------ Выбранный текст

После крови, пролившейся на киевских улицах в конце января, и серии захватов органов власти, стремительно прокатившейся по Украине, каток украинского кризиса замедлил ход - как будто стороны испугались ответственности за то, что может произойти. Корреспондент "Солидарности" отправился в Киев 25 января, вскоре после того, как между властями и демонстрантами было заключено перемирие. Тревожная передышка в общем и целом продолжается и сейчас - однако по-прежнему неясно, куда в ближайшее время может свернуть Украина.
- Ой, слушай, мои уже вконец меня достали, - передо мной на паспортном контроле в аэропорту Борисполь одна барышня с непередаваемой украинской певучестью в голосе жалуется другой. – Они, представляешь, каждый день мне звонят, спрашивают, жива ли я. Я уже даже трубку не беру - достали. Устала уже объяснять – где мы, а где Грушевского.
После новостей из Киева по телевизору и чтения тревожной ленты в "Фейсбуке" первое время даже удивляешься обыденности жизни, которая течет вне киевских баррикад. Революционный город должен, кажется, выглядеть иначе – а тут в метро в вечерний час полно народу, едущего по своим делам, кафешки блестят теплыми огоньками… Правда, кое-где нет-нет, а мелькнет объявление на закрытой двери: мол, райком закрыт, все ушли на фронт.
К тому же в конце января в Киев пришла очень красивая зима – морозная, с ярким и уже чуть-чуть пригревающим днем солнцем. Совершенно не думается, что только что здесь, рядом, происходила бойня. Хочется бродить по переулкам, любоваться казацким барокко на Подоле и пить кофе, благо средний киевский счет куда ниже московского.
Впрочем, скоро замечаешь, что и в метро, и в кафешках все говорят об одном.
- Мы не знаем даже, что там, в центре, мы в сторону Майдана не ездим, - откровенничает со мной диспетчер такси возле железнодорожного вокзала. – По телевизору говорят, что эти, как их… титУшки… останавливают машины и выволакивают оттуда людей.

------------
------ Строки данных

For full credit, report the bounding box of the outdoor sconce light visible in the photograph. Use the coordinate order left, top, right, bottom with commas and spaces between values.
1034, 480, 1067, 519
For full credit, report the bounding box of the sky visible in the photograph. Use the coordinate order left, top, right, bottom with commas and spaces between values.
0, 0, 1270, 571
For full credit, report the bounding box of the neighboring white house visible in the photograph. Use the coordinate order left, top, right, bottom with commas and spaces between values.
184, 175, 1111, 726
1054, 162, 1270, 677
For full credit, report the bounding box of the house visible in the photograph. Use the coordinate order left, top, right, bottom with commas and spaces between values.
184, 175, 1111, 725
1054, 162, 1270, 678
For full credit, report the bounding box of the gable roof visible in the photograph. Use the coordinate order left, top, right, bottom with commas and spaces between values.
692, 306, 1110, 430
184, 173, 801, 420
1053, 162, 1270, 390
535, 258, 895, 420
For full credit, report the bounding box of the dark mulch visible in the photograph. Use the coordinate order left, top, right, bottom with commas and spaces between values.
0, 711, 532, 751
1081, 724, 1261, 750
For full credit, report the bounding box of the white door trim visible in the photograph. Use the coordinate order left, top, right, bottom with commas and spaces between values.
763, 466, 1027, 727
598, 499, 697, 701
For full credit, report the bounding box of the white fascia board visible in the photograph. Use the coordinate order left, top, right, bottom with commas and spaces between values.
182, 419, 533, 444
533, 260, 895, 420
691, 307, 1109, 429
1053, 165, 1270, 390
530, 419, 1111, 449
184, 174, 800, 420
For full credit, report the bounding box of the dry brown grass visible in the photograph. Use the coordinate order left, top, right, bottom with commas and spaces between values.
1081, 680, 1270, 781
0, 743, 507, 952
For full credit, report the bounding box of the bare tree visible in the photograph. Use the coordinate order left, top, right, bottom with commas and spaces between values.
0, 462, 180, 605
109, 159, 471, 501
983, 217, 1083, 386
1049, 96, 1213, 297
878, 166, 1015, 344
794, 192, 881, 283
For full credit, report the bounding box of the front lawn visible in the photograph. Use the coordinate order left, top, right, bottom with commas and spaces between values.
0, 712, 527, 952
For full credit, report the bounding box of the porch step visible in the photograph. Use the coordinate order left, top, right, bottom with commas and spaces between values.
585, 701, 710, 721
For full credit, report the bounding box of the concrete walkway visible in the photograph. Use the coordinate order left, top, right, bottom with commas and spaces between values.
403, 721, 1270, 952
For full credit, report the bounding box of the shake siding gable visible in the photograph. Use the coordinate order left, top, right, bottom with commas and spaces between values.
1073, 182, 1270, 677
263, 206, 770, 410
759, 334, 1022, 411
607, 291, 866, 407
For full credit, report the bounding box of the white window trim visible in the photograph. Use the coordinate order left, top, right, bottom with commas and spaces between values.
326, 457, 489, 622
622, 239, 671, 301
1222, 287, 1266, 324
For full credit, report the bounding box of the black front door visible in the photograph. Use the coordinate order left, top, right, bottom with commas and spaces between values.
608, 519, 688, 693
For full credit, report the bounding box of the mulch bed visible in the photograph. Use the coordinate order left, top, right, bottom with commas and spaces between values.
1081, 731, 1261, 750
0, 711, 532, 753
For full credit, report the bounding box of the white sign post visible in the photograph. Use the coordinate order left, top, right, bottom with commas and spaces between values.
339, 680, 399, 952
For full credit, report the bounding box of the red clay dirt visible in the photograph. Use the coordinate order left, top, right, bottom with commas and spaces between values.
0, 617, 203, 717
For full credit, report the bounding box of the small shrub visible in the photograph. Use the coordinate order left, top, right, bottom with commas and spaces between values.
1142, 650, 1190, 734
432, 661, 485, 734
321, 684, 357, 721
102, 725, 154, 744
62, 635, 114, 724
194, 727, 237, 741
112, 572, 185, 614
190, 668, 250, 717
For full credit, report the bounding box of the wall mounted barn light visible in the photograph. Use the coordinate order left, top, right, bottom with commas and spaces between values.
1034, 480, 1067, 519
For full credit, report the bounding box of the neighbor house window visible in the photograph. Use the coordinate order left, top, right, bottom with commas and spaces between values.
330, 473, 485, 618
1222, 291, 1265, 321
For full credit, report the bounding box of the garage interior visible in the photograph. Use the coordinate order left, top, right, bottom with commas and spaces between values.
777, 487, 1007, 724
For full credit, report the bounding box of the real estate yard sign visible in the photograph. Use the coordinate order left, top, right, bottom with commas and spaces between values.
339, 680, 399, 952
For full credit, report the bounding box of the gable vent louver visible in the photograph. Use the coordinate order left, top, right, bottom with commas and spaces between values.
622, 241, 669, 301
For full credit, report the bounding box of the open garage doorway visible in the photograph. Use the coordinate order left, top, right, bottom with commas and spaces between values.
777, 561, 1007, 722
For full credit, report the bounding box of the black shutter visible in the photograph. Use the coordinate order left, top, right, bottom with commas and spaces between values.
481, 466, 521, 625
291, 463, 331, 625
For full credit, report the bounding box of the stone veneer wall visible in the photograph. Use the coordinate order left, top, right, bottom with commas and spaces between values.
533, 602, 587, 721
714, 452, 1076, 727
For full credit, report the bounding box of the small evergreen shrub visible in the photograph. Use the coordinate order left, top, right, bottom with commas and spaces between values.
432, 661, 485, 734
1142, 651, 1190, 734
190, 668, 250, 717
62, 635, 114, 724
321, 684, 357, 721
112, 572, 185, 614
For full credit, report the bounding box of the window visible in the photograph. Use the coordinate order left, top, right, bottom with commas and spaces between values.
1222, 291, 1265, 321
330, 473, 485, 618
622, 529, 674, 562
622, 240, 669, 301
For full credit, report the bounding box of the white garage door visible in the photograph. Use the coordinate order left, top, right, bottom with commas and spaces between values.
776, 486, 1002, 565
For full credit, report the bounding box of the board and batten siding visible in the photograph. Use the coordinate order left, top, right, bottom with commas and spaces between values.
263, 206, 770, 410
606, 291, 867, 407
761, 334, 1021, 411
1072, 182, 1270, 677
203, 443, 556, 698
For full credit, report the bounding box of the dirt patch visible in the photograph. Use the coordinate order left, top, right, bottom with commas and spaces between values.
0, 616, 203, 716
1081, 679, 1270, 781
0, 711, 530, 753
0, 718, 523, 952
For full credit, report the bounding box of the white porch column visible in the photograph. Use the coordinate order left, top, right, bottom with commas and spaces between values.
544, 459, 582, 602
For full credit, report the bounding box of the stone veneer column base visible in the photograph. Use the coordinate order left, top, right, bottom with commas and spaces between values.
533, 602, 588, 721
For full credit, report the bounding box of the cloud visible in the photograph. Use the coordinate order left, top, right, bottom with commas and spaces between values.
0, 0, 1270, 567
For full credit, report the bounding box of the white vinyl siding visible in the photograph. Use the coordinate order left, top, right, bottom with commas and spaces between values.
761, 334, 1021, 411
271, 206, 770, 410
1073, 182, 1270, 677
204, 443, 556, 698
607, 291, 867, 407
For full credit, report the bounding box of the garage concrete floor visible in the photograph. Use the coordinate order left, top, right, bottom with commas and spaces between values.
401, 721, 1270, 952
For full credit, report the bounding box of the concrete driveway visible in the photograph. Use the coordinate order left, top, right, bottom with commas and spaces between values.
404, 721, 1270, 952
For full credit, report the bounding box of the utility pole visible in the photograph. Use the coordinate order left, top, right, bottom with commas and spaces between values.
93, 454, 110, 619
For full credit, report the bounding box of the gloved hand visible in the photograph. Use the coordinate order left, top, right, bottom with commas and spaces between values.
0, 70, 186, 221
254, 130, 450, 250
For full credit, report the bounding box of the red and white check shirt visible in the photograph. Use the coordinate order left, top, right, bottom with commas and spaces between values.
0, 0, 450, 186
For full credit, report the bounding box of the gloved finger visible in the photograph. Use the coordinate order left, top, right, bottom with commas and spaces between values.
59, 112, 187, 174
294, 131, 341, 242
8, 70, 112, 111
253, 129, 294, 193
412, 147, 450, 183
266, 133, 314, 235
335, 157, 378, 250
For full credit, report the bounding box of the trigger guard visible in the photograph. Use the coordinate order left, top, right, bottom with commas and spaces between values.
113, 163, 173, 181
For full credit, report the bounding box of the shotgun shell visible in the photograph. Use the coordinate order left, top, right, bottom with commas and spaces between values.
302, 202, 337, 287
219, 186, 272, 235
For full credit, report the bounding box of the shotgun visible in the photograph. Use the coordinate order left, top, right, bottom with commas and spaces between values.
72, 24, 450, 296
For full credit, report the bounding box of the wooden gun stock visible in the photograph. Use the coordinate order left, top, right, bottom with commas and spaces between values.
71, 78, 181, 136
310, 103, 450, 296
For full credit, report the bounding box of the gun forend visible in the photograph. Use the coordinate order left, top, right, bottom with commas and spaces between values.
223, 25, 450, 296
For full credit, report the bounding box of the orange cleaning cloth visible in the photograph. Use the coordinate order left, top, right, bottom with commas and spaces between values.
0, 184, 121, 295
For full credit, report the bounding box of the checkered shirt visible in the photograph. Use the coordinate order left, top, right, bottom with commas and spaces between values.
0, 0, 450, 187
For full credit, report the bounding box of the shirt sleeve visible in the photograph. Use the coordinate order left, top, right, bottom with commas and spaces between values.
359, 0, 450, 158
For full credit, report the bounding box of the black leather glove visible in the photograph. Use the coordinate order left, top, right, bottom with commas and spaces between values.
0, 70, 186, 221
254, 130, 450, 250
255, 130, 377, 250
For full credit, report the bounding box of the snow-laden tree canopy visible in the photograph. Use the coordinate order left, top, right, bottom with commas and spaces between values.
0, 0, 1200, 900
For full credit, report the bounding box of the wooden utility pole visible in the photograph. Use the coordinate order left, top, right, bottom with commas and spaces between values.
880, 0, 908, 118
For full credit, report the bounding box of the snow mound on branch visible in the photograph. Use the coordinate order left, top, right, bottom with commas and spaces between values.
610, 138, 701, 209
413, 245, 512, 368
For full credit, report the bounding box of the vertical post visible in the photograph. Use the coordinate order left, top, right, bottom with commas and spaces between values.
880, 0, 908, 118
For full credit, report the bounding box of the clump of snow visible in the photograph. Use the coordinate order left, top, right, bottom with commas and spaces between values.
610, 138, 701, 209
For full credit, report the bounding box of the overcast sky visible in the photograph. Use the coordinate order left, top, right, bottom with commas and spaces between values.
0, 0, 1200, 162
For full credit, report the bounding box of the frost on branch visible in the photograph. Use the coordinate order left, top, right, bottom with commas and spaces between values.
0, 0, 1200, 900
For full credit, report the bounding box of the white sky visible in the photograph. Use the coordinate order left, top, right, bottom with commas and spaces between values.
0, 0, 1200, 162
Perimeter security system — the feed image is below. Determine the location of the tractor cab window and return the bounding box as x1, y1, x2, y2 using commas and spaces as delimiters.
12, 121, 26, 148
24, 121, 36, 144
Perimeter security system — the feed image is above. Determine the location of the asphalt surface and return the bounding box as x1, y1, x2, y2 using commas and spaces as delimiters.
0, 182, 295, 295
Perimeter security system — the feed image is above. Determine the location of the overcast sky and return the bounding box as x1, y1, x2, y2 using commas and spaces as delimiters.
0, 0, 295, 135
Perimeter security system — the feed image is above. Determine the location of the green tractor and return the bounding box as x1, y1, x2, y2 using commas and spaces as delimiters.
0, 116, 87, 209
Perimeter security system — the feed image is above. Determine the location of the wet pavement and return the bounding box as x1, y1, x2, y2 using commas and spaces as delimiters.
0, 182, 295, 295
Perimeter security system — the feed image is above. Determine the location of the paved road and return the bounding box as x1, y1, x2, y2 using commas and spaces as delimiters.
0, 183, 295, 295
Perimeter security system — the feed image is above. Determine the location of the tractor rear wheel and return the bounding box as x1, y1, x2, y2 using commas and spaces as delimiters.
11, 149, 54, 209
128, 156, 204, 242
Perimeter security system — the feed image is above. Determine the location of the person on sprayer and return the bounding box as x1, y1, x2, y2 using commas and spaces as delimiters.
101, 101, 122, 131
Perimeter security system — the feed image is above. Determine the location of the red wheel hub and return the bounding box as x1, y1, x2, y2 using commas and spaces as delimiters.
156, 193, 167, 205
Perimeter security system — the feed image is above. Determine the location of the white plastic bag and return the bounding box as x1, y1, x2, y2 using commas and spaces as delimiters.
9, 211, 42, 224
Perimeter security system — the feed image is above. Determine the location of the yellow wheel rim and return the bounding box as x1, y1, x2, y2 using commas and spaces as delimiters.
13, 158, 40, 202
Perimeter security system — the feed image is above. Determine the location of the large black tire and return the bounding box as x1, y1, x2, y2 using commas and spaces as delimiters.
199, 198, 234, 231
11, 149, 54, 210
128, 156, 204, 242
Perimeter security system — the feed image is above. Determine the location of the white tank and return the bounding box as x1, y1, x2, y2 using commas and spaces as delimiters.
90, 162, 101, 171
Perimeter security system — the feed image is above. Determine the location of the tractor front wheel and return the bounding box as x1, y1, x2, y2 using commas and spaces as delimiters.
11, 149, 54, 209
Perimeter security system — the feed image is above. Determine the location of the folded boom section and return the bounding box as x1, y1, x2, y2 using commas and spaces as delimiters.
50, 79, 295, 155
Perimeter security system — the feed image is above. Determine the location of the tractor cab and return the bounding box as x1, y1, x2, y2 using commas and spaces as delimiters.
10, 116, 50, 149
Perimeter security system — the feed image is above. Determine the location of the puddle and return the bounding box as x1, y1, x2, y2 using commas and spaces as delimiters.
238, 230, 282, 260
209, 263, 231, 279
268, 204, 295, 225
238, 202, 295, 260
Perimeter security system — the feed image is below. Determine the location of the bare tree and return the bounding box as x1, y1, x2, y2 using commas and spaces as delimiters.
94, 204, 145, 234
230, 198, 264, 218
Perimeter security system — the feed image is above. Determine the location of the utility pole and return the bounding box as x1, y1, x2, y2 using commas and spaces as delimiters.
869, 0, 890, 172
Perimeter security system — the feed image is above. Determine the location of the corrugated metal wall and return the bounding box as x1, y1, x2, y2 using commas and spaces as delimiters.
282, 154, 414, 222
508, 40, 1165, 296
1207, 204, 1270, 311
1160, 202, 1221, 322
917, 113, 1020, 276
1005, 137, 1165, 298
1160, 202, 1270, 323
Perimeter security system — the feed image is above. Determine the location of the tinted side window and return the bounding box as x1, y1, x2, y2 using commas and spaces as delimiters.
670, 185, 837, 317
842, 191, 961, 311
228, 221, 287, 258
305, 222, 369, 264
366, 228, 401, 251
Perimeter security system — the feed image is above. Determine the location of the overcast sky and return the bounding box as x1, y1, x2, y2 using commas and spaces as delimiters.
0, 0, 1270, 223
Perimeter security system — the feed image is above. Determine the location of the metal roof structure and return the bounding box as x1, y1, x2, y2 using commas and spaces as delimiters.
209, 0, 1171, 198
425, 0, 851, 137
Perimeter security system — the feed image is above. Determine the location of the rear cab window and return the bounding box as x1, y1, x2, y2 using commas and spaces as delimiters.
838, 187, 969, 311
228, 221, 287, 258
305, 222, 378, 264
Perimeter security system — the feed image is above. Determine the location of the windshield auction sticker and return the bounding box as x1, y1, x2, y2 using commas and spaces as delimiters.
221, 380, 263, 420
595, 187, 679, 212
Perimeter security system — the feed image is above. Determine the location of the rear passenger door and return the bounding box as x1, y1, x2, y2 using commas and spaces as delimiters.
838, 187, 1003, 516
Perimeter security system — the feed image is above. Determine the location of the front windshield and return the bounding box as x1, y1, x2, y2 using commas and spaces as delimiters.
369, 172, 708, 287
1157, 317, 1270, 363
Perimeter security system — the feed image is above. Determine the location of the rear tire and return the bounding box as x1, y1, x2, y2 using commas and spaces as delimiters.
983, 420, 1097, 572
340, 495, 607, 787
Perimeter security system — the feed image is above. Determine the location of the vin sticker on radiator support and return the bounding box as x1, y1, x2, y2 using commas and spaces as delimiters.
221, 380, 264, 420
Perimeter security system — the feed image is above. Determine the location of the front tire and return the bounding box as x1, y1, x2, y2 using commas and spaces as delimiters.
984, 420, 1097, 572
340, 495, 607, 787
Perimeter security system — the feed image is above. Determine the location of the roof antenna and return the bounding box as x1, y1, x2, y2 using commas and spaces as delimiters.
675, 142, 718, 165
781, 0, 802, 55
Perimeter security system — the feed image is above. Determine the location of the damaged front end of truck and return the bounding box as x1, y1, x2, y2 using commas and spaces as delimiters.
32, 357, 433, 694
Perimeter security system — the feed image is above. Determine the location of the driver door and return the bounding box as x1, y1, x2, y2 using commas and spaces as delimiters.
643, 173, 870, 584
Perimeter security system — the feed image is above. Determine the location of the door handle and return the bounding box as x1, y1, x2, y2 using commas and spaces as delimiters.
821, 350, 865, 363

------------

Задания для выполнения:
(a) Пожалуйста, процитируйте из отрывка о Киеве фрагмент, который начинается словами "- Ой, слушай, мои" и заканчивается словами "а где Грушевского.".
(b) В строках блока данных, от строки со словами "of the folded" до строки со словами "238, 202, 295, 260" включительно, замените "feed image" на "camera image". Выведите только эти строки, остальное в них не меняйте.

Ответы к заданиям:
(a)
- Ой, слушай, мои уже вконец меня достали, - передо мной на паспортном контроле в аэропорту Борисполь одна барышня с непередаваемой украинской певучестью в голосе жалуется другой. – Они, представляешь, каждый день мне звонят, спрашивают, жива ли я. Я уже даже трубку не беру - достали. Устала уже объяснять – где мы, а где Грушевского.

(b)
Perimeter security system — the camera image is above. Determine the location of the folded boom section and return the bounding box as x1, y1, x2, y2 using commas and spaces as delimiters.
50, 79, 295, 155
Perimeter security system — the camera image is above. Determine the location of the tractor cab and return the bounding box as x1, y1, x2, y2 using commas and spaces as delimiters.
10, 116, 50, 149
Perimeter security system — the camera image is above. Determine the location of the puddle and return the bounding box as x1, y1, x2, y2 using commas and spaces as delimiters.
238, 230, 282, 260
209, 263, 231, 279
268, 204, 295, 225
238, 202, 295, 260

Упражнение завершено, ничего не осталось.